* GOAL: Show each line in the records below that contains the word "white".

* RECORDS PROVIDED:
★ ★ ★ ★

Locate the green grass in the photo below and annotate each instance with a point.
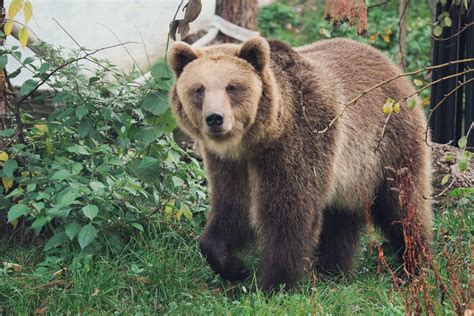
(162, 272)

★ ★ ★ ★

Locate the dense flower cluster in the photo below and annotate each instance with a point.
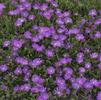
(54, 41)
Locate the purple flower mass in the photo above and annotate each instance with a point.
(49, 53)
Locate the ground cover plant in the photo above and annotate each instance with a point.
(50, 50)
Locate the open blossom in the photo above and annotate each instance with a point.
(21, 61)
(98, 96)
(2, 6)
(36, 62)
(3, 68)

★ ★ ★ ★

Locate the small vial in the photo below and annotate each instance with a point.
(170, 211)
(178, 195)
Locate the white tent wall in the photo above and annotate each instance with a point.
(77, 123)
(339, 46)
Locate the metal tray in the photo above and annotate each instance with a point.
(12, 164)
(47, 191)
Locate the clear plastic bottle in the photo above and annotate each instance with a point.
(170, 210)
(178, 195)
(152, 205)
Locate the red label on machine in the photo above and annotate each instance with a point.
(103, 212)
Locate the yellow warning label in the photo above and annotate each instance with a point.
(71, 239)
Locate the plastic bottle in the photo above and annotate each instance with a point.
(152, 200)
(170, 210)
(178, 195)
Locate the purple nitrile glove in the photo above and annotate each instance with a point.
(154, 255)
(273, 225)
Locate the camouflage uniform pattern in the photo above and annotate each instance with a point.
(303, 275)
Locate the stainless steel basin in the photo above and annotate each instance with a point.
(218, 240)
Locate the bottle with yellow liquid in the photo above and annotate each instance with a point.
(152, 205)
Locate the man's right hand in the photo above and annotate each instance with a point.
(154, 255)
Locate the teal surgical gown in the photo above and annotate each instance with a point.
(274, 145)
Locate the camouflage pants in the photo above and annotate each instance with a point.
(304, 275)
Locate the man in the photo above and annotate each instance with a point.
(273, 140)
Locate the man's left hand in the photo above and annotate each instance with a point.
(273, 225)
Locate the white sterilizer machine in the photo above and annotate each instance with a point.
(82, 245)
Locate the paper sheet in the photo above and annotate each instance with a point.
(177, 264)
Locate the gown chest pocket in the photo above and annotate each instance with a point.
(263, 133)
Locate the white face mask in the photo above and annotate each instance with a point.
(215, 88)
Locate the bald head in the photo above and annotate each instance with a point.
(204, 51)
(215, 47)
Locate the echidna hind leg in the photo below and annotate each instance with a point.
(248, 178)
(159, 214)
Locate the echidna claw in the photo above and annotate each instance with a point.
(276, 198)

★ ★ ★ ★

* CORRECT ANSWER:
Locate the white tent wall in the photo above and annotate each instance with a point.
Locate the white sterilizer machine in the photo above and annotate each instance with a point.
Locate the white face mask in the photo above and annotate each instance with a point.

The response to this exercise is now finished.